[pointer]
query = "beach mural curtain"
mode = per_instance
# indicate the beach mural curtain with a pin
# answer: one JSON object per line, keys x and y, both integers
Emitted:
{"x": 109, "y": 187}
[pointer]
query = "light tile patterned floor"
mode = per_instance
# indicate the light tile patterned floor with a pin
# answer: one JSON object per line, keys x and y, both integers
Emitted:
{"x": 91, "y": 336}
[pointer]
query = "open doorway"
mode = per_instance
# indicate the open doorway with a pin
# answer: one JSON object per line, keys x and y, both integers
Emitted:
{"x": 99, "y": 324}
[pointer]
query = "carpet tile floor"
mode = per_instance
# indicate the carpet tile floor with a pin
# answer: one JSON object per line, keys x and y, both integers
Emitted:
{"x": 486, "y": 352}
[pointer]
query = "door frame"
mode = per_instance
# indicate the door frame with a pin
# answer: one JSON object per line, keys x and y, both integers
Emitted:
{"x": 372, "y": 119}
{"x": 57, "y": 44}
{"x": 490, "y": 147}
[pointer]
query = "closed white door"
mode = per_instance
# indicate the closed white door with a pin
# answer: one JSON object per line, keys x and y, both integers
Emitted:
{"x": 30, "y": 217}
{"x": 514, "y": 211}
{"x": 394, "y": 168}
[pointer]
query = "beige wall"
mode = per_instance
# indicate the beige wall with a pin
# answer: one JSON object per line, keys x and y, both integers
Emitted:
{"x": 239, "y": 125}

**********

▶ INSTRUCTION: Copy each line of the data above without altering a single character.

▶ ANSWER IN FULL:
[pointer]
query = "beach mural curtain"
mode = per_instance
# indicate the beach mural curtain with a pin
# answer: one JSON object per line, keys x and y, both integers
Emitted:
{"x": 109, "y": 187}
[pointer]
query = "light tile patterned floor"
mode = per_instance
# indicate the light tile patterned floor with a pin
# answer: one JSON object per line, keys x and y, both integers
Emitted:
{"x": 91, "y": 336}
[pointer]
query = "open doorway"
mode = per_instance
# indicate the open doorway with a pin
# answer: one JSON object per line, keys x and y, both integers
Emitted:
{"x": 99, "y": 324}
[pointer]
query = "carpet tile floor"
mode = per_instance
# indicate the carpet tile floor with a pin
# answer: one JSON object per line, keys x and y, both integers
Emitted:
{"x": 486, "y": 352}
[pointer]
query = "door frame"
mode = per_instance
# indicate the door frame with a pin
# answer: one JSON object per line, keys x and y, both integers
Emitted:
{"x": 372, "y": 119}
{"x": 57, "y": 44}
{"x": 490, "y": 147}
[pointer]
query = "closed white door"
mode = per_instance
# indicate the closed white door with a pin
# answer: one JSON object per line, keys x and y, both integers
Emitted:
{"x": 30, "y": 217}
{"x": 514, "y": 211}
{"x": 394, "y": 168}
[pointer]
query = "beige wall"
mode = per_instance
# indicate the beige wall with a pin
# answer: one JSON object per line, keys x and y, both integers
Emitted:
{"x": 239, "y": 125}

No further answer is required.